— start EXERCISE MATERIALS —

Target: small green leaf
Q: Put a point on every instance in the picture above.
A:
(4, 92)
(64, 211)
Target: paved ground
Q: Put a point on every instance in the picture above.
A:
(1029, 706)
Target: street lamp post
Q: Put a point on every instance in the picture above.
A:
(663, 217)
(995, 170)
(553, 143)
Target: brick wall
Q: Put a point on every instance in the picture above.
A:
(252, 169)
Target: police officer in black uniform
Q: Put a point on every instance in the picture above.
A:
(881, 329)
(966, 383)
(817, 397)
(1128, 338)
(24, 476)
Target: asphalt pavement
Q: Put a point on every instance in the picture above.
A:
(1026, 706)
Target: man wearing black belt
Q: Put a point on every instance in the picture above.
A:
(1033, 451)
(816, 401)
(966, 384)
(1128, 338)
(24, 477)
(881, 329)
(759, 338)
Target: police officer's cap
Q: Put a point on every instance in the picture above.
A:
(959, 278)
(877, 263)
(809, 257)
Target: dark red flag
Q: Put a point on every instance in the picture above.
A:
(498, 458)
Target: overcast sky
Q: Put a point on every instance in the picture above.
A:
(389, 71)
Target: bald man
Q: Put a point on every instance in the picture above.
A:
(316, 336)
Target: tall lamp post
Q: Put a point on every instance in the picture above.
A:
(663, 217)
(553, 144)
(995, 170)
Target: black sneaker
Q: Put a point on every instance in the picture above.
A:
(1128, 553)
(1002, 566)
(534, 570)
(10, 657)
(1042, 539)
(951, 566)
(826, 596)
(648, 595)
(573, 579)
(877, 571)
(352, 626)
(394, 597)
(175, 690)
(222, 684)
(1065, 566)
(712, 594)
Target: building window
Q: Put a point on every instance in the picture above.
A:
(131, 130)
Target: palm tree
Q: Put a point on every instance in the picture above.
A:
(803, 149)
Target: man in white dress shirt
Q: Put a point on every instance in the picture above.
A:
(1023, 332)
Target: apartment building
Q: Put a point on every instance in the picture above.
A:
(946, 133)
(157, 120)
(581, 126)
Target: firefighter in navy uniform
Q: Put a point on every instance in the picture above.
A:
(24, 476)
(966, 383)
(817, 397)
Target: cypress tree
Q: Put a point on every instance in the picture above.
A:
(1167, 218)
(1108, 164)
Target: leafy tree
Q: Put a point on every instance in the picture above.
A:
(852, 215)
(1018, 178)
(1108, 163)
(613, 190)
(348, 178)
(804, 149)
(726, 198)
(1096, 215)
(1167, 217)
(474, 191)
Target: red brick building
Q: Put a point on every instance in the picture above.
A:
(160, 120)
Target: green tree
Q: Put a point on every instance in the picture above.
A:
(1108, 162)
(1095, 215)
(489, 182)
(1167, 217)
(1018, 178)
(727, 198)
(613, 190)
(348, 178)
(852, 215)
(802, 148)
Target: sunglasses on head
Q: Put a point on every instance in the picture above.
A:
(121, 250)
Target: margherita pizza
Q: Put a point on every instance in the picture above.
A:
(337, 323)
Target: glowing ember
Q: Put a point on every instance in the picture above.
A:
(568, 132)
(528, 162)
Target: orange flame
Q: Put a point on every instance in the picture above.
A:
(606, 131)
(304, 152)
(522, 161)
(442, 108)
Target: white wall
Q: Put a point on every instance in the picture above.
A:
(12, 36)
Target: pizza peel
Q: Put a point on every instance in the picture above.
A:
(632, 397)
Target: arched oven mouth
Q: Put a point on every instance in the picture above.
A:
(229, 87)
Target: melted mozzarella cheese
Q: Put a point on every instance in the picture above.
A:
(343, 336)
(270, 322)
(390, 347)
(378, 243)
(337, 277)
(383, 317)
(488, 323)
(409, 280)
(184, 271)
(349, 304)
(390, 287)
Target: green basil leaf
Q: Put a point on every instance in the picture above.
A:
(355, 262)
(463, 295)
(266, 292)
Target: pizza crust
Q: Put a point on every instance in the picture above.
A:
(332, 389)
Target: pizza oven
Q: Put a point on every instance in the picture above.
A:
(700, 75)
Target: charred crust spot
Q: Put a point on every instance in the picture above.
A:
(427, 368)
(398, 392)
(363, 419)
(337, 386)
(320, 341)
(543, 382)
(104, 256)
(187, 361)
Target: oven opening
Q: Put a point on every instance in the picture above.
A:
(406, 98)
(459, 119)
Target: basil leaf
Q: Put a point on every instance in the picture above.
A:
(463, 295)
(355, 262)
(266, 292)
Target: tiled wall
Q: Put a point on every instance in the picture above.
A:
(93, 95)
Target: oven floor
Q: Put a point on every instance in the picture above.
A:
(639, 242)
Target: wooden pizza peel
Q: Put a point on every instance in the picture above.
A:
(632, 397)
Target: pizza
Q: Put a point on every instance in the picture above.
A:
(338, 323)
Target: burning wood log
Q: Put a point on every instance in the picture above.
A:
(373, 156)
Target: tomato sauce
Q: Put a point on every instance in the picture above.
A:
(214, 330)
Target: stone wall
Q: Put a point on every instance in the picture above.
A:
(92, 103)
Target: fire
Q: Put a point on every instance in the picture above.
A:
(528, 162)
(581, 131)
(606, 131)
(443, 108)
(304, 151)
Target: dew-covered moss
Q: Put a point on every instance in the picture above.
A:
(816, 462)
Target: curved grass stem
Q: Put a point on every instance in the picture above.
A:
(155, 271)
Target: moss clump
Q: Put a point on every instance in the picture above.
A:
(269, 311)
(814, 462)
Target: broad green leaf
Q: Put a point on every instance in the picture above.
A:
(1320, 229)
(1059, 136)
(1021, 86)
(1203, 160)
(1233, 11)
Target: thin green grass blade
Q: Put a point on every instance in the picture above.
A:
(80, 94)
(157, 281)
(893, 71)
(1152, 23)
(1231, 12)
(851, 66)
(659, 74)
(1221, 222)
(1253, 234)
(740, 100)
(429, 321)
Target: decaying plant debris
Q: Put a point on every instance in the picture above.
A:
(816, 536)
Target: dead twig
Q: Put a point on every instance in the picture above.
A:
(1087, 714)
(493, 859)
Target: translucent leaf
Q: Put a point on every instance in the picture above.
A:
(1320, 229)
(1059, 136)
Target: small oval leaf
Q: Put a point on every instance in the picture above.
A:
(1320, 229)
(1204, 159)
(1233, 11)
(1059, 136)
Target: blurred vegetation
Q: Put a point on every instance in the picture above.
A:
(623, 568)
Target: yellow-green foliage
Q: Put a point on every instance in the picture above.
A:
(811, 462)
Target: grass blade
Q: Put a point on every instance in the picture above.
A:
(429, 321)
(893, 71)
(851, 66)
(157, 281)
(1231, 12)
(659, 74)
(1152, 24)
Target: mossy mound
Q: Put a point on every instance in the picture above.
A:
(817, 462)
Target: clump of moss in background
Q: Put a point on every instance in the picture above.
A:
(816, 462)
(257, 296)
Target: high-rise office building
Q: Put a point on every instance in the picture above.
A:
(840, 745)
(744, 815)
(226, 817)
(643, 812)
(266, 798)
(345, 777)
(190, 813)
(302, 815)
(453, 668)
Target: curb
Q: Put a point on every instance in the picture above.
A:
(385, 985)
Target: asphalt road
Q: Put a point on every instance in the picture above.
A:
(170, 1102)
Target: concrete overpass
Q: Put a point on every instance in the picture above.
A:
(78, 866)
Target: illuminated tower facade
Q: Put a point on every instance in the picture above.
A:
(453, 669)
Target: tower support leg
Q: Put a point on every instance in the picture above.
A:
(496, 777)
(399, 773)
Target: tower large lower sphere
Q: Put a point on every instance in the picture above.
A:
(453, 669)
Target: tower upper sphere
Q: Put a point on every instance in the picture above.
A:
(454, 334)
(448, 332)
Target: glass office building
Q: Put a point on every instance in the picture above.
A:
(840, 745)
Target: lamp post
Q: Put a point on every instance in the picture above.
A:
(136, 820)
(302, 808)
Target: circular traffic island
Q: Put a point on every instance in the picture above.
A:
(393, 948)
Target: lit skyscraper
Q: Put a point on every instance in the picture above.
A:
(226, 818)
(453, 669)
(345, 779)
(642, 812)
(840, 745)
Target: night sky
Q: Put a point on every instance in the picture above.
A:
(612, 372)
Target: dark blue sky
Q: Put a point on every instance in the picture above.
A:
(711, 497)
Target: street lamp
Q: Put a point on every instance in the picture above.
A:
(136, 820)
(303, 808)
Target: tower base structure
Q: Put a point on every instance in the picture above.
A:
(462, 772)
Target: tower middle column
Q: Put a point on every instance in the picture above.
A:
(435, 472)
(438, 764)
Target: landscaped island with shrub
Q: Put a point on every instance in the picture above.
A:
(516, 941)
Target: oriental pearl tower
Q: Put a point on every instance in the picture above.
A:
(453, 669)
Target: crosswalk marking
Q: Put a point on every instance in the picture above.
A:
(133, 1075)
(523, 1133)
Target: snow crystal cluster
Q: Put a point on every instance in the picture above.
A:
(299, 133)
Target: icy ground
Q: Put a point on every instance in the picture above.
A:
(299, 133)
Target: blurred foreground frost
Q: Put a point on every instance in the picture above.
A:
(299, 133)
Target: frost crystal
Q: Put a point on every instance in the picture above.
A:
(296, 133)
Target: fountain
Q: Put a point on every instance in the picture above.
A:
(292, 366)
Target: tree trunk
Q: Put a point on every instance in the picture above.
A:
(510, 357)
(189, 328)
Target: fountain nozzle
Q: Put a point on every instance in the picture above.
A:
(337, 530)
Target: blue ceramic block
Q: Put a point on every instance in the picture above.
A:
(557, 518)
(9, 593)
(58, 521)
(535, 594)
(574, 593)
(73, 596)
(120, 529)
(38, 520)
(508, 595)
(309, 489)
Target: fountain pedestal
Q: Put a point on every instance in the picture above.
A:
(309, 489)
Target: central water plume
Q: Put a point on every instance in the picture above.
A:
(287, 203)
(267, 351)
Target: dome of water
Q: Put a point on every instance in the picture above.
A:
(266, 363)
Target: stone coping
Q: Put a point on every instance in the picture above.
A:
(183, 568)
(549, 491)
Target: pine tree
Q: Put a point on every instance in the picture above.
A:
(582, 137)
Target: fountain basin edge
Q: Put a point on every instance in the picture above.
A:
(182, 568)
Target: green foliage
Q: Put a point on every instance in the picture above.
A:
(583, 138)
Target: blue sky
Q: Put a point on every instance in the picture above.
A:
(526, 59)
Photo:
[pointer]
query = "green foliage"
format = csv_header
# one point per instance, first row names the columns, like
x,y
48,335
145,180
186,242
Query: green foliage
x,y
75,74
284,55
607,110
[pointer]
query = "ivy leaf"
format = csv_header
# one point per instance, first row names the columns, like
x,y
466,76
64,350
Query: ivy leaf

— end EXERCISE MATERIALS —

Repeat exactly the lines from the one containing "Target: tower middle column" through the last line of the records above, both included, and nothing else.

### TASK OUTPUT:
Target: tower middle column
Q: Put a point on every instance in the picture above.
A:
(435, 472)
(438, 764)
Target: landscaped island with shrub
Q: Put a point on every instance in the picture above.
A:
(516, 941)
Target: oriental pearl tower
Q: Put a point on every instance in the picture above.
A:
(453, 669)
Target: crosswalk marking
Q: Put a point on every instance in the picture above.
A:
(133, 1075)
(523, 1133)
Target: snow crystal cluster
Q: Put a point on every instance in the picture above.
A:
(299, 133)
Target: icy ground
Q: Put a point on every instance in the picture above.
A:
(299, 133)
Target: blurred foreground frost
Q: Put a point on every instance in the picture above.
A:
(299, 133)
Target: frost crystal
Q: Put a point on every instance in the picture above.
A:
(296, 133)
Target: fountain
Q: Put a point on every instance in the picture above.
A:
(292, 366)
Target: tree trunk
Q: Put a point on every instance in the picture above.
A:
(510, 357)
(189, 328)
Target: fountain nozzle
Q: Put a point on every instance in the picture above.
A:
(337, 530)
Target: blue ceramic block
Q: Put a point on every instance in the picture above.
A:
(557, 518)
(9, 593)
(58, 521)
(535, 594)
(574, 593)
(73, 596)
(120, 529)
(38, 520)
(508, 595)
(309, 489)
Target: fountain pedestal
Q: Put a point on every instance in the picture above.
A:
(309, 489)
Target: central water plume
Q: Put a point on every instance in the picture above.
A:
(287, 203)
(267, 351)
Target: dome of water
Q: Put a point on every instance in the picture above.
A:
(266, 363)
Target: stone coping
Q: Put a point on every instance in the picture above.
A:
(183, 568)
(549, 491)
Target: pine tree
Q: Put a point on every instance in the picture above.
A:
(582, 137)
Target: fountain basin edge
Q: Put a point on every instance in the picture above.
A:
(182, 568)
Target: green foliage
Q: Put a point on every instance in the picture above.
A:
(583, 138)
Target: blue sky
Q: Put a point on every instance in the picture above.
A:
(526, 59)
Photo:
[pointer]
query = "green foliage"
format = csv_header
# one point per instance, first row names the columns, like
x,y
48,335
145,180
186,242
Query: green foliage
x,y
75,74
284,55
607,110
[pointer]
query = "ivy leaf"
format = csv_header
# one point per instance, first row names the columns, like
x,y
466,76
64,350
Query: ivy leaf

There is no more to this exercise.